**Text:**
%%
21 APRIL 1942


A B-26 Marauder, aircraft #40-1419 of 2nd Bomb  Squadron of the 22nd Bombardment Group, USAAF, ditched into the sea off Palm Island near Townsville, on 21 April 1942 en route from Port Moresby to Garbutt Field, Australia.  The aircraft developed engine trouble and crashed into the sea. Flying Officer Floyd (RAAF), a passenger, was the sole survivor. Those killed were:-

1st Lt. Arthur E. Wentzel 0-408874 pilot
2nd Lt. William A. Lazenby 0-420607 co-pilot
2nd Lt. Carl L. Hansing 0-434901 navigator
Pfc. Raymond E. Hoag 13005280 bombardier
Pfc. Hyman W. Ostroff 7024587 radio operator
Pfc. Norman B. Musgrave 13010026 engineer
Pfc. Dallas W. Keefe 14029421 gunner

Spellings above confirmed from American Battle Monuments Commission web page

Another seven B-26's from the 22nd Bomb Group were lost in Australia during March/April/May of 1942.

The Australian Institute of Marine Science has located a WW2 bomber wreck at Robbery Shoals, Rib Reef about 30 kms north east of Palm Island in north Queensland. Could it be the wreckage of B-26 Marauder #40-1419 perhaps?
%%
**Direction 1:**
Render the listing below as a numbered list, skipping blank lines. Begin at its first line and stop after the line containing "141 L 10 140".

Contour labeling items:
%%
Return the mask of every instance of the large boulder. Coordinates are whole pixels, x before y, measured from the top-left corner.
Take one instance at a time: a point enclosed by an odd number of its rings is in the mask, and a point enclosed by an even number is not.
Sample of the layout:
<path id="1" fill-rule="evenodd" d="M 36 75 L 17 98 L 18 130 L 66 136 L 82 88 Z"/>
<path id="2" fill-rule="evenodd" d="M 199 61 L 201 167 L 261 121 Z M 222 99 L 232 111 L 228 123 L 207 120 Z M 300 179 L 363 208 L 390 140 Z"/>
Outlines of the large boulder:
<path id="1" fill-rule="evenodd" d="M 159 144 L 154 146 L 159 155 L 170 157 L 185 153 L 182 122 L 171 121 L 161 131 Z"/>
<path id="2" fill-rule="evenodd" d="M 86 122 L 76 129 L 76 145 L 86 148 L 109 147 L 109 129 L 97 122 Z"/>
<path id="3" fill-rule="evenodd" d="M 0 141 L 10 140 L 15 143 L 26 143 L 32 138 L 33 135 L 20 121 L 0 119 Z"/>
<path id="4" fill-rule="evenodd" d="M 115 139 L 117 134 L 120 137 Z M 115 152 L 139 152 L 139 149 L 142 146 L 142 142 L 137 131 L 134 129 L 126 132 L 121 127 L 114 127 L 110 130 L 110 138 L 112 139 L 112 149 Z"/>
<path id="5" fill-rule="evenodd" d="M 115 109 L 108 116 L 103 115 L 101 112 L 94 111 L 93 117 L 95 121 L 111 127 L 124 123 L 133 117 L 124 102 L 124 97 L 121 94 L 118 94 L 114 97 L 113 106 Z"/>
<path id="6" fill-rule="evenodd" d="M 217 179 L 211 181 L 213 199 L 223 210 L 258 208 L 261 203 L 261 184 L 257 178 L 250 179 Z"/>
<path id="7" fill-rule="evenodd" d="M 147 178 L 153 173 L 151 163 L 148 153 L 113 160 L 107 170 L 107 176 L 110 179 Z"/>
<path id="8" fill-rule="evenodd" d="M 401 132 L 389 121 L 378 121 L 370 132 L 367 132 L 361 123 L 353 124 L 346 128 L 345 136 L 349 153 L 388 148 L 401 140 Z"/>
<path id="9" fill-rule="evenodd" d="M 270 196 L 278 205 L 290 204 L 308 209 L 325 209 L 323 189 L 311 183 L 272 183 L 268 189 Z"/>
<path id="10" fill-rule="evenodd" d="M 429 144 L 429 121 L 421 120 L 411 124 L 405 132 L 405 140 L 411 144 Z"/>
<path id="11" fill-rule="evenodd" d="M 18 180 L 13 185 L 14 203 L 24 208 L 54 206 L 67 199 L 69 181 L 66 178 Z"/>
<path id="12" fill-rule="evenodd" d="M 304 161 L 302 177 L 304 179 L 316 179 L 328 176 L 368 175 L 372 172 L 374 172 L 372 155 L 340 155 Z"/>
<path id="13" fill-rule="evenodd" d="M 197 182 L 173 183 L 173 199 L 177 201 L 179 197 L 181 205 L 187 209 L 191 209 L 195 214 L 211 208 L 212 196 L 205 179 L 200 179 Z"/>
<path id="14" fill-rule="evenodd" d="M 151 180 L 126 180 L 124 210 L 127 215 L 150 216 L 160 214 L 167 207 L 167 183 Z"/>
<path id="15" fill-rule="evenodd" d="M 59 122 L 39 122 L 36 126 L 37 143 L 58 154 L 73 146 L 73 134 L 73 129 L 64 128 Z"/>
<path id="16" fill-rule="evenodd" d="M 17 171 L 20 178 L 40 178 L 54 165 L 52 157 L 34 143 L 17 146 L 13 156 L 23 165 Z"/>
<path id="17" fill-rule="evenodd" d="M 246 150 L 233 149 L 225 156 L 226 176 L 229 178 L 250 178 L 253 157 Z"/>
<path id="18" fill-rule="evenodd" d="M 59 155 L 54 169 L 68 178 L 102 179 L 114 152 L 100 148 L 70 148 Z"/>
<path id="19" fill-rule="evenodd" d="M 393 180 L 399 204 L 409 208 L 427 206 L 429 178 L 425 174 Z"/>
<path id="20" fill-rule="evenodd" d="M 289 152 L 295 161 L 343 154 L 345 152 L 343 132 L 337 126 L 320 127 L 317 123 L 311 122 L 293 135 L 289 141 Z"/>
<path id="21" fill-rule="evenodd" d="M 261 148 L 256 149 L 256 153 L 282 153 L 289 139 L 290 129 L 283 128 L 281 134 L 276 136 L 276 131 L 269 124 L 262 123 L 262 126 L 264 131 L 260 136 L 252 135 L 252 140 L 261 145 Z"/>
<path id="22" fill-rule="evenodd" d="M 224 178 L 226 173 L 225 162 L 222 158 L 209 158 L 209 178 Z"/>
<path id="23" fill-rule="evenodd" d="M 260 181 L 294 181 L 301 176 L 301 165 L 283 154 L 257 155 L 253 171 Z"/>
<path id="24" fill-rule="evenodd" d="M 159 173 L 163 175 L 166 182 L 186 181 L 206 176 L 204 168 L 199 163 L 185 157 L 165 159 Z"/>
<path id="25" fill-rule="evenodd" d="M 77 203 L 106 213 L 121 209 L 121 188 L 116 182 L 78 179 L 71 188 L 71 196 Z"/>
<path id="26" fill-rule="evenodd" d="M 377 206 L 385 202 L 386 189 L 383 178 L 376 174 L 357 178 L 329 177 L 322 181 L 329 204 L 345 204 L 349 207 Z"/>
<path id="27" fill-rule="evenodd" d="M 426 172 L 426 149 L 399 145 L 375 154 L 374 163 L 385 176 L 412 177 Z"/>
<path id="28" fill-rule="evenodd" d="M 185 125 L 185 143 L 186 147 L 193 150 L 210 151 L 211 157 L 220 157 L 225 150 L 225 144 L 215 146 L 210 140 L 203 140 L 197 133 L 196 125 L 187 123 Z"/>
%%
**Direction 2:**
From the account of the B-26 crash, copy word for word the passage that begins at "The Australian Institute" and ends after "Marauder #40-1419 perhaps?".

**Task solution 1:**
1. Return the mask of every instance of the large boulder. Coordinates are whole pixels, x before y, measured from the top-left corner.
2. Take one instance at a time: a point enclosed by an odd number of its rings is in the mask, and a point enclosed by an even number is not.
3. Sample of the layout:
4. <path id="1" fill-rule="evenodd" d="M 36 75 L 17 98 L 18 130 L 66 136 L 82 88 Z"/>
5. <path id="2" fill-rule="evenodd" d="M 199 61 L 201 167 L 261 121 Z M 222 99 L 232 111 L 228 123 L 207 120 Z M 300 179 L 363 208 L 390 140 Z"/>
6. Outlines of the large boulder:
7. <path id="1" fill-rule="evenodd" d="M 159 144 L 154 146 L 159 155 L 170 157 L 185 153 L 182 122 L 171 121 L 161 131 Z"/>
8. <path id="2" fill-rule="evenodd" d="M 86 122 L 76 129 L 76 145 L 86 148 L 109 147 L 109 129 L 97 122 Z"/>
9. <path id="3" fill-rule="evenodd" d="M 0 141 L 10 140 L 15 143 L 26 143 L 32 138 L 33 135 L 20 121 L 0 119 Z"/>

**Task solution 2:**
The Australian Institute of Marine Science has located a WW2 bomber wreck at Robbery Shoals, Rib Reef about 30 kms north east of Palm Island in north Queensland. Could it be the wreckage of B-26 Marauder #40-1419 perhaps?